| Activity |
The entries are to be returned exactly as written.

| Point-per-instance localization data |
▶

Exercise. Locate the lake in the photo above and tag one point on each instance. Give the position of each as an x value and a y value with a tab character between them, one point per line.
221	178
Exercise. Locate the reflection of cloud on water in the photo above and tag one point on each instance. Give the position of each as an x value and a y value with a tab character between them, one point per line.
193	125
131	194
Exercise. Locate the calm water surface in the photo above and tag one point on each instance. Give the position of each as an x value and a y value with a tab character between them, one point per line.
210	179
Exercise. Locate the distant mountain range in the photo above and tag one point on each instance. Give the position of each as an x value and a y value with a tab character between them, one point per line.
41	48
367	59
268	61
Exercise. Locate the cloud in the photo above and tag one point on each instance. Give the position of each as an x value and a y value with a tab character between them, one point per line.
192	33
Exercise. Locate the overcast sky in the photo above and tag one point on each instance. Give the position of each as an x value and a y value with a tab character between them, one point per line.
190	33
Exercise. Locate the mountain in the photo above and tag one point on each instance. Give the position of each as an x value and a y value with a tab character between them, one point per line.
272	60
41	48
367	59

◀

| Worked solution |
Exercise. Locate the lake in the photo above and tag one point on each instance. Give the position of each as an x value and a y value with a tab character between them, one point per line.
221	178
Exercise. Locate the reflection of cloud on water in the photo above and tag one point on each instance. Give the position of each as an x value and a y value with a tab character between them, one point per line.
193	125
131	194
Exercise. Locate the calm water surface in the photo above and tag one point on each instance. Give the position of each as an x value and a y value with a tab character between them, one point per line.
210	179
Exercise. Locate the distant mountain range in the photo above and tag one point on each instance. Give the position of each as an x value and a y value with a tab character between them, one point per line.
41	48
367	59
268	61
Exercise. Locate the cloud in the photo above and tag one point on each instance. Give the position of each as an x value and a y value with a tab character between them, one point per line.
192	33
Exercise. Locate the overcast sky in the photo above and tag one point on each instance. Give the position of each as an x value and a y value with a tab character between them, one point per line.
190	33
Exercise. Locate the mountain in the photo above and tag one point on each instance. Give the position of each as an x value and a y value with a tab character between them, one point per line.
272	60
41	48
367	59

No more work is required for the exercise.